** start of TEXT PROVIDED **

# Maggie



## Garye (Feb 20, 2005)

I showed Maggie a pic of Mr. Squeaks.

"He's a hunk," she said matter-of-factly.

"Yeah, Garye though so too, but nothing became of the two of them since Garye was already married." I said.

"Is he married?" she asked.

"I don't think so, but you know, he's a racer. They kinda go for their own kind." I said.

"Well! If that's the way he is, hmph!" and she turned away from me.

Then I showed her a pic of Tooter.

"He's nice, is he available?" she asked.

"I don't think so. I think he's married by now."

"Sighhh... just my luck. Everyone's taken."

"Well you know, there's not a lot of room in your condo."

"I know, but I can look can't I?!"

"Well, yeah, but..."

"Then that's all I plan to do!"

That's Maggie! Here's a pic of her. She doesn't like to pose so this is the best I could get of her.


----------



## feralpigeon (Feb 14, 2005)

Maggie, you can look all you want....and that is a flattering picture of you
to boot. I guess Garye didn't tell you about Beaksley and some of Tooters
other male friends now, did he? Tsk, tsk, must be difficult to be such a desirable
hen....

fp


----------



## Margarret (May 3, 2007)

Maggie, you are a very lovely lady. There will be a nice guy coming along who will be just right for you one of these days. So have heart, and wait for true love. These things take time.

Margaret


----------



## mr squeaks (Apr 14, 2005)

Squeaks asked me to post the following comments: 

_"Maggie, I think you are just lovely and have such a wonderful name!

Maggie, you DO know that I don't fly around the apartment, right? 

I am sitting on my egg now and would like to know if you would be interested in helping? I can offer Safflower and Hemps seeds as treats!  

Since I am not currently doing SPP assignments, I do have time to talk.

Yes, I admit that Garye and I were quite taken with each other, but doomed to a long distance "look but don't touch" relationship. Nevertheless, we were great friends!

I hope you don't mind if I send you some scritches, Maggie and I would be interested in getting to know you better." _ 

Squeaks


----------



## maryjane (Jul 15, 2006)

(ROFL)

Maggie, you are quite a lovely lady. And Squeaks is, of course, such a handsome and family-oriented fellow  .....and what with e-mails and cell phones, long-distant relationships are all the rage! (Though who is going to tell Squeaks that Maggie can't be there in person to actually help sit on the egg??  )

** end of TEXT PROVIDED **
** start of PROVIDED MATERIAL **

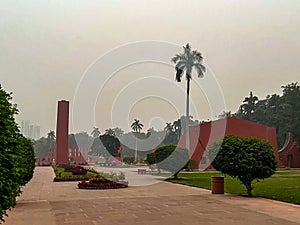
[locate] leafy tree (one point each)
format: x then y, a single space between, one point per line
128 160
170 158
41 147
137 126
106 146
186 61
281 112
118 132
16 155
72 143
95 133
246 159
248 108
83 140
110 132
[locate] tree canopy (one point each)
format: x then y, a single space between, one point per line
17 158
246 159
281 112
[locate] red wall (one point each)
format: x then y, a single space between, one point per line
62 130
210 132
289 155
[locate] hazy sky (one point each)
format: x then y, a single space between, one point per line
47 47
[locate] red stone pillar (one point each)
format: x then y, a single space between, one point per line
62 130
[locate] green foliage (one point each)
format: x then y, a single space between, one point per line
282 186
170 158
128 160
106 145
281 112
16 155
246 159
151 158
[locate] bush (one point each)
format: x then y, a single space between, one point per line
128 160
246 159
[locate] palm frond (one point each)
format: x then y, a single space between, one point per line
200 69
176 58
181 64
179 73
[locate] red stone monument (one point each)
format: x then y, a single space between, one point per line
62 130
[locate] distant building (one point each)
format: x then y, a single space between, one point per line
29 130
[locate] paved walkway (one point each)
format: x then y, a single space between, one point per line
47 203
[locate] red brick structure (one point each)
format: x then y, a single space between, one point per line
201 136
289 155
62 128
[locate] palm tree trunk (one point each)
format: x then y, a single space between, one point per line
187 119
135 155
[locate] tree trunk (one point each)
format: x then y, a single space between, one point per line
187 119
176 176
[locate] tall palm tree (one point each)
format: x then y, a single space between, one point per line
185 62
168 128
249 105
136 126
95 133
110 132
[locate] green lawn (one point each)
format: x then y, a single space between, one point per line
61 175
284 185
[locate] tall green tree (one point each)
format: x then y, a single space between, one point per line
281 112
247 109
95 132
185 62
136 126
16 155
246 159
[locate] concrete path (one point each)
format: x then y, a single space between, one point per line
47 203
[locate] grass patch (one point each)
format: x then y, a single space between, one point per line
284 185
61 175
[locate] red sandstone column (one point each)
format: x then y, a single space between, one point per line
62 127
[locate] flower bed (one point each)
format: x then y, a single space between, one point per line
102 183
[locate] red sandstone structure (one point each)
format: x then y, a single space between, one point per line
62 130
201 136
289 155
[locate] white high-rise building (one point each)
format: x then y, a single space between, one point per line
30 131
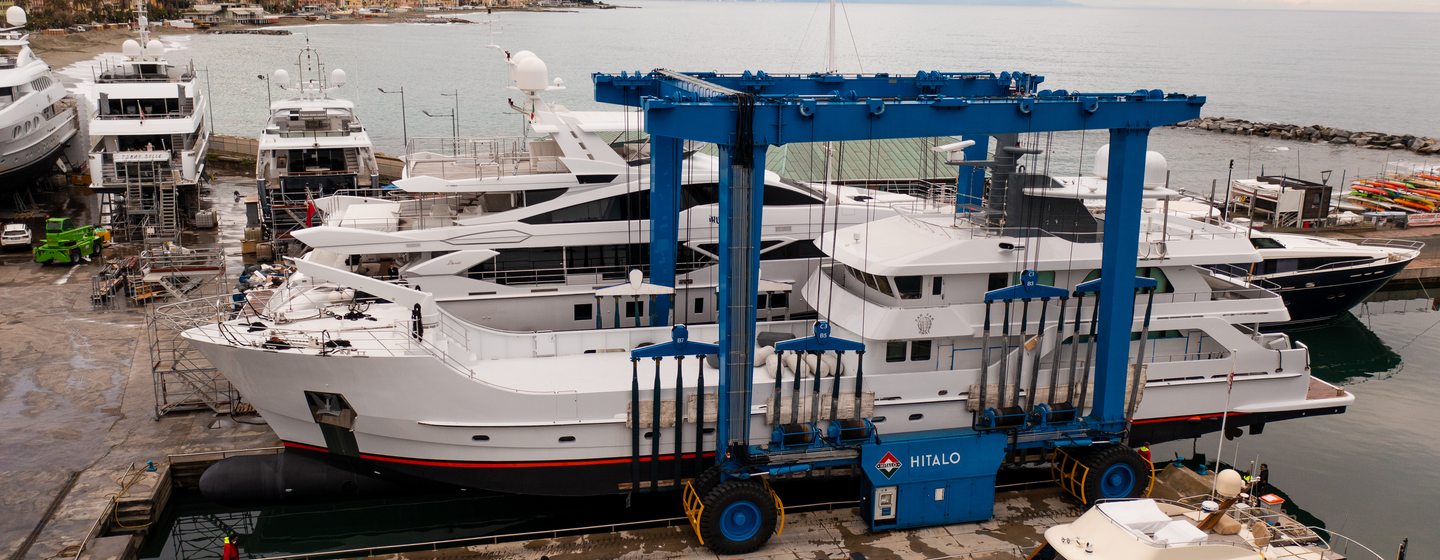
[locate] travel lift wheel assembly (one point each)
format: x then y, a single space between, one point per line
910 480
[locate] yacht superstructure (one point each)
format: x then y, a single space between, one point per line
36 114
386 377
313 146
150 134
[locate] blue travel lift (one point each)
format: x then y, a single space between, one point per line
912 480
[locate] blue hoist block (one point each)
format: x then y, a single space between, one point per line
930 478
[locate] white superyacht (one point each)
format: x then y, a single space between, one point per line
36 114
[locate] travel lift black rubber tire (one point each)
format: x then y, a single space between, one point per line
1116 472
739 517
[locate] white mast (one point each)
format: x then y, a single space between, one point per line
830 68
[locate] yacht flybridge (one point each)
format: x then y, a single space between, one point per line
36 115
559 216
313 146
150 136
393 379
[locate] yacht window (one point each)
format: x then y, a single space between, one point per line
997 281
910 287
539 196
894 350
1158 274
1266 244
631 206
920 350
781 196
798 249
699 193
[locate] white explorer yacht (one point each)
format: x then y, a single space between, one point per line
36 114
558 216
385 377
150 136
313 146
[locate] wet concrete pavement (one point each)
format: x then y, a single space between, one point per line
77 396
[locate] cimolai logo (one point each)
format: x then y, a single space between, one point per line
887 465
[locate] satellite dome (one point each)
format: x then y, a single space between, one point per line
1155 170
532 75
1155 167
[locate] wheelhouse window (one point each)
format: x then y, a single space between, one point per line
896 350
879 284
910 287
920 350
631 206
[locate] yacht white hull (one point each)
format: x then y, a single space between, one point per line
35 151
414 415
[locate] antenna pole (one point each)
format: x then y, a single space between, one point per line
830 45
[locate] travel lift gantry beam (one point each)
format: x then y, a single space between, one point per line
910 480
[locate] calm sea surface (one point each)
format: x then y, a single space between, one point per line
1367 472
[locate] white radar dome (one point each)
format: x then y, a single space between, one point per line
15 16
1229 484
1100 167
532 75
1155 170
1155 166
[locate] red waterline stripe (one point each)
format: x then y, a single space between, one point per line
496 465
1188 418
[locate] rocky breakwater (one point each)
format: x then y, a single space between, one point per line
1315 133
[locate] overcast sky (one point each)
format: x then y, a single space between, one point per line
1302 5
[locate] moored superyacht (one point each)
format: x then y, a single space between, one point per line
385 377
150 136
36 114
313 146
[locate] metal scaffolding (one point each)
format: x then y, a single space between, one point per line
183 377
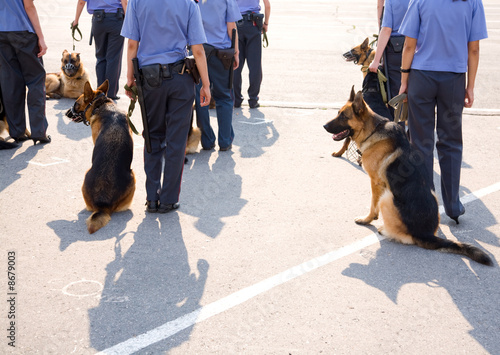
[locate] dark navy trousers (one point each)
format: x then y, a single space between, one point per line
219 80
446 91
20 68
108 50
169 117
250 47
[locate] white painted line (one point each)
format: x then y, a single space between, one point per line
188 320
59 161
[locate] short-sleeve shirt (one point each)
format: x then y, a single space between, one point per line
13 17
443 29
248 6
109 6
215 15
163 29
394 12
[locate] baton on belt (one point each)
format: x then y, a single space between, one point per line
231 69
140 96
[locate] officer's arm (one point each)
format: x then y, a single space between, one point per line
230 27
30 9
201 64
132 47
267 14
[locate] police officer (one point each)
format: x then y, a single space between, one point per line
158 33
219 20
439 66
22 46
107 21
250 46
391 41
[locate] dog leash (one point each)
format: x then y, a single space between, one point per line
73 29
400 107
264 39
381 79
131 107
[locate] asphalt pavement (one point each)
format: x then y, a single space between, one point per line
263 256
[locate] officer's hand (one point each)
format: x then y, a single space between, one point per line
373 67
130 84
236 62
205 96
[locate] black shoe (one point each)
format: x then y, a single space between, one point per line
152 206
455 218
164 208
21 139
208 148
43 140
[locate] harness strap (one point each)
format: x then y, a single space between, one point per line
131 107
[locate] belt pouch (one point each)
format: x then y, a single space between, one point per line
151 74
226 57
192 69
166 72
98 15
397 43
258 20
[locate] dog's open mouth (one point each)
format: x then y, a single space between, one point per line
341 135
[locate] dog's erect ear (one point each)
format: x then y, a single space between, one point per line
88 92
104 87
358 104
353 93
365 43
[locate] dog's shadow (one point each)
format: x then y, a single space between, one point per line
73 231
472 287
253 132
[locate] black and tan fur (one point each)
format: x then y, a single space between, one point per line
109 184
70 81
399 192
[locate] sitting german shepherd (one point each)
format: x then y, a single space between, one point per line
399 191
109 185
70 81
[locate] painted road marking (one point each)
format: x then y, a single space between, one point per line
59 161
188 320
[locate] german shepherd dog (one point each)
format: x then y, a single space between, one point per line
363 55
109 184
399 191
70 81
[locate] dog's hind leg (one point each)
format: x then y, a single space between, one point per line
343 149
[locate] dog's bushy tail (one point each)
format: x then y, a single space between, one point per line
97 220
448 246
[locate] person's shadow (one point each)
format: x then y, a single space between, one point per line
253 133
214 191
472 286
147 286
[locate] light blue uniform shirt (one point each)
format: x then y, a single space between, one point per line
443 29
109 6
215 15
13 17
247 6
163 29
394 12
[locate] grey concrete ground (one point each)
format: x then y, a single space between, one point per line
263 257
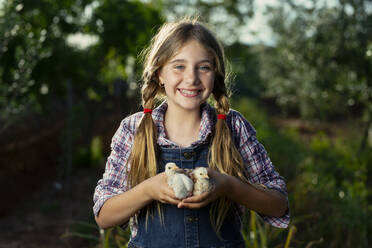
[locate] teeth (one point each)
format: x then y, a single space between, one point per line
189 92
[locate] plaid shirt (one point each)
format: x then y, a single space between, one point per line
259 168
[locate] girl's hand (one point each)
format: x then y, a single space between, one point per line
159 190
219 189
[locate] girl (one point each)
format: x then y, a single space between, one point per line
185 63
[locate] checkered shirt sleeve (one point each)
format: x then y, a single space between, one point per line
259 167
114 179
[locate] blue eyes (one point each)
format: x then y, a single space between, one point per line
201 68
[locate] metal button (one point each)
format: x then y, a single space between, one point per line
188 155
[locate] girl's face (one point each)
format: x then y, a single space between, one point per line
188 77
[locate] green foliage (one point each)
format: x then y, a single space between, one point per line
327 181
321 64
39 60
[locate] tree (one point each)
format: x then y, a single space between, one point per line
37 60
321 64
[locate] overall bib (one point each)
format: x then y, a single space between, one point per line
185 227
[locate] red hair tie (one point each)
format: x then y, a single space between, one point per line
147 111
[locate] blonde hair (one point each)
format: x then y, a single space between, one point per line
223 155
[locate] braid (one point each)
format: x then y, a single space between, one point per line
223 157
143 155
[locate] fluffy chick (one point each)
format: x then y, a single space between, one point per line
201 181
178 180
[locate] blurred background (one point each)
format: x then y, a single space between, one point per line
302 75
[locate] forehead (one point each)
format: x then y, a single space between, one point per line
192 50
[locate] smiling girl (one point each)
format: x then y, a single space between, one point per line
185 65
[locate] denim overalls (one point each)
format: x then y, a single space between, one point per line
185 227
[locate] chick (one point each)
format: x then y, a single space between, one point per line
178 180
201 181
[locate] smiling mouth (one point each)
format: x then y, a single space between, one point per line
189 93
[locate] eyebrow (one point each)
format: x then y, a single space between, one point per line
184 60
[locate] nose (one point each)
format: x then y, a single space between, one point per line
192 76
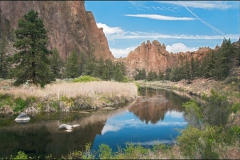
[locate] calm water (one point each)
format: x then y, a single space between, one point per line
153 118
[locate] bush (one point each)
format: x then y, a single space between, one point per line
196 143
85 79
105 151
217 109
21 155
20 104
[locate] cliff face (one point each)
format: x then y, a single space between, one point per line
154 57
70 27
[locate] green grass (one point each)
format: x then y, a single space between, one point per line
85 79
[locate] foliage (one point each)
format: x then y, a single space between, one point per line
217 109
215 64
20 104
152 76
76 155
56 65
193 113
141 74
21 155
32 61
85 79
105 152
72 68
196 143
3 58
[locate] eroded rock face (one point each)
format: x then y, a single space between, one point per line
154 57
70 27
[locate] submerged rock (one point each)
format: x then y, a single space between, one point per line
22 118
67 127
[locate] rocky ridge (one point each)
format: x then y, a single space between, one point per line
70 27
154 57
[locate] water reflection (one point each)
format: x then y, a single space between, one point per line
44 138
153 119
155 104
149 120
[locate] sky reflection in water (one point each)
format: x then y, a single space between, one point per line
149 122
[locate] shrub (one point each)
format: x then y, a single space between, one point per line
196 143
20 104
217 109
85 79
21 155
105 151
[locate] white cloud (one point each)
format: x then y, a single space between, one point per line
204 22
160 17
117 52
114 33
154 35
201 4
110 30
179 47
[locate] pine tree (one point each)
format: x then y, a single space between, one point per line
56 64
110 67
71 69
118 76
32 63
3 58
106 75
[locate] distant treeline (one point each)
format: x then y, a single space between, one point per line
216 65
34 63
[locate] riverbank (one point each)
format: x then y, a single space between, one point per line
199 87
62 96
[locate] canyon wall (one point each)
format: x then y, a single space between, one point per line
154 57
70 27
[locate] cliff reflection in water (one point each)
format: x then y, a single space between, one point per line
43 137
155 104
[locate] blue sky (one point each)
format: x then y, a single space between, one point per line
180 25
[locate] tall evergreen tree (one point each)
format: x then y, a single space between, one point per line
3 58
32 63
71 69
118 76
56 64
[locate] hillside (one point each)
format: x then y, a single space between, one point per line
70 27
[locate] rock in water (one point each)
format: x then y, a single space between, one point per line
22 118
67 126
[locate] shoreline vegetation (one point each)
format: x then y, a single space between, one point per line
63 96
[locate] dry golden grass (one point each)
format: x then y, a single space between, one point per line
73 90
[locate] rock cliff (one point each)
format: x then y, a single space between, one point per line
154 57
70 27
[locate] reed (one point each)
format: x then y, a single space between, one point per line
73 90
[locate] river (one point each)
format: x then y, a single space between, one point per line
155 117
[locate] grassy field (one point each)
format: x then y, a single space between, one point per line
61 95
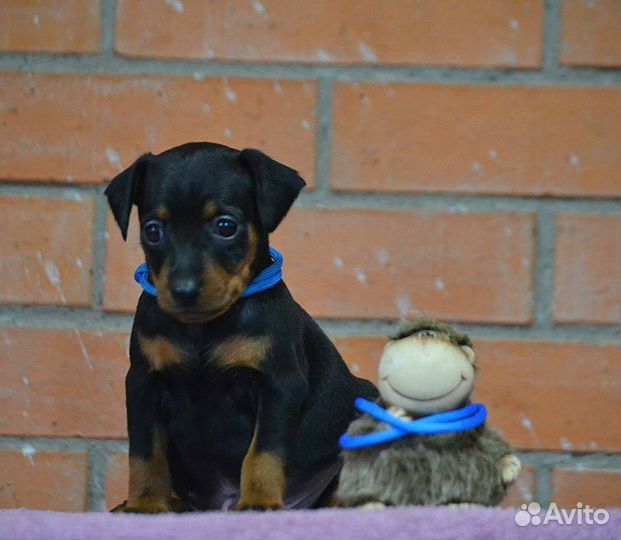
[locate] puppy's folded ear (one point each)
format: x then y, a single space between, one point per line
277 186
122 192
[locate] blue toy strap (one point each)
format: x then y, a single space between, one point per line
267 279
141 275
456 421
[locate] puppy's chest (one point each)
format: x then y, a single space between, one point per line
164 353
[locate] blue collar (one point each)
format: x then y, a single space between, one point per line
463 419
271 276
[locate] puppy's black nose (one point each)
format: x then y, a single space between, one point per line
185 291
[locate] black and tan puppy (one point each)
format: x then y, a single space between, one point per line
231 402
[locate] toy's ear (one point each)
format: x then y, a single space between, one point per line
122 192
469 351
277 186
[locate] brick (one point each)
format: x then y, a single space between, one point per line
499 140
540 395
588 269
121 292
43 480
591 34
70 128
46 251
117 480
63 383
65 26
488 33
371 264
523 489
598 489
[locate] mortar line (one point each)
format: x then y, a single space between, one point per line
61 318
99 458
441 202
544 491
200 69
552 24
324 137
100 250
544 272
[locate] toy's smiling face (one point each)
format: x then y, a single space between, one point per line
426 373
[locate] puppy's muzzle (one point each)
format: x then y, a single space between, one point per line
185 291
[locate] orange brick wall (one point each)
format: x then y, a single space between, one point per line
463 161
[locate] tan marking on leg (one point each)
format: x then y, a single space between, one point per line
150 487
242 351
159 352
262 480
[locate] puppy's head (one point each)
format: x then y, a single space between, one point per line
205 214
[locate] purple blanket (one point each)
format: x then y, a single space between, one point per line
397 523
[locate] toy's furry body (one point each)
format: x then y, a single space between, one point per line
423 469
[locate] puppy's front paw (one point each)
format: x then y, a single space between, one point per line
143 507
252 503
375 505
510 467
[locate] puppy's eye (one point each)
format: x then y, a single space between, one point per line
226 227
153 232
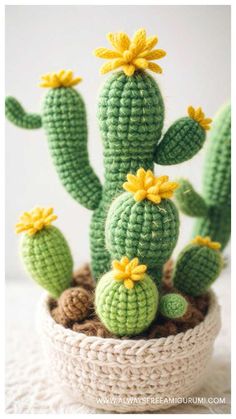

** end of PROVIDED MATERIAL **

## [WHAT TO DO]
1/ Copy the stretch of the thread about Maggie from "## mr squeaks" through "the apartment, right?".
2/ Carry on the thread about Maggie, picking up right after its final sentence.

## [REPLIES]
1/
## mr squeaks (Apr 14, 2005)

Squeaks asked me to post the following comments: 

_"Maggie, I think you are just lovely and have such a wonderful name!

Maggie, you DO know that I don't fly around the apartment, right?

2/
----------



## mr squeaks (Apr 14, 2005)

maryjane said:


> (ROFL)
> 
> Maggie, you are quite a lovely lady. And Squeaks is, of course, such a handsome and family-oriented fellow  .....and what with e-mails and cell phones, long-distant relationships are all the rage! (Though who is going to tell Squeaks *that Maggie can't be there in person to actually help sit on the egg??:*eek:  )



Mmm, good question, MJ...virtual reality or teleportation, perhaps???  

(then again, nothing is impossible, only unknown)

Squeaks wanted a bath this morning...wonder what he knows that I DON'T???

Shi


----------



## Garye (Feb 20, 2005)

Well I told Maggie about what Mr. Squeaks said. There was just a glimmer of hope in her eyes, but I told her to remember, there was not much room in her condo for anything else. She nodded her head to show she understood, but there was just a hint of a smile on her beak. I know what she's thinking. She's probably looking at a "penpal" now.

Just as long as she keeps it that way.


----------



## mr squeaks (Apr 14, 2005)

Well, don't be surprised is she doesn't tell you _everything._ Squeaks doesn't always tell me everything either.

Being a very special SUPER Power Pigeon, Mr. Squeaks knows "secrets" that mankind hasn't learned yet. 

All "time" is NOW and in reality, there is no past, present and future...I have a feeling that Squeaks may be quite a pen pal...  

Far be it for me to say they won't ever "see" each other... 

Shi (a.k.a. Scorpio Power)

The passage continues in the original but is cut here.